_INSTRUCTION_
Repeat the items below word for word, starting at the line that contains "Batch job #47 — class: parked" and ending after the line that contains "0;256;35;291".

_THE DATA_
____________________

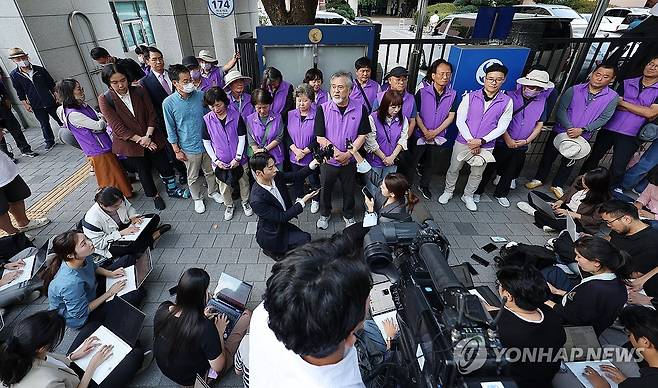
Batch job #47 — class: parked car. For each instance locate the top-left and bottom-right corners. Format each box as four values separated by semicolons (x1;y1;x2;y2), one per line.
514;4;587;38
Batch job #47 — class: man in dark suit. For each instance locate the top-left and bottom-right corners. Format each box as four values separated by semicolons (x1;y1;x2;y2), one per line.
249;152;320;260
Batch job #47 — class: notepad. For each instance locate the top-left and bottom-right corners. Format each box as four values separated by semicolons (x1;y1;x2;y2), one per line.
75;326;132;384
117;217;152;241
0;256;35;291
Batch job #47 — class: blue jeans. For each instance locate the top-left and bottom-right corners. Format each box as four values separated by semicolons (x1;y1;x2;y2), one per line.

____________________

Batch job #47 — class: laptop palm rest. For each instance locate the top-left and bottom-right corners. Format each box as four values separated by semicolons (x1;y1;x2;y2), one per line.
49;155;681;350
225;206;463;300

____________________

_TASK ANSWER_
Batch job #47 — class: parked car. For each instance locate the top-left and bottom-right corners. Format each box as four values separated by semicolons (x1;y1;x2;y2), one per line.
514;4;587;38
Batch job #47 — class: man in dark suit. For each instance locate the top-left and bottom-right corners. Format each box as four values separated by semicolons (x1;y1;x2;y2), one per line.
249;152;320;260
Batch job #47 — class: notepad. For each instance locate the top-left and bottom-right corners. Format each box as four values separated by semicolons (x1;y1;x2;y2), one per line.
75;326;132;384
117;217;152;241
0;256;35;291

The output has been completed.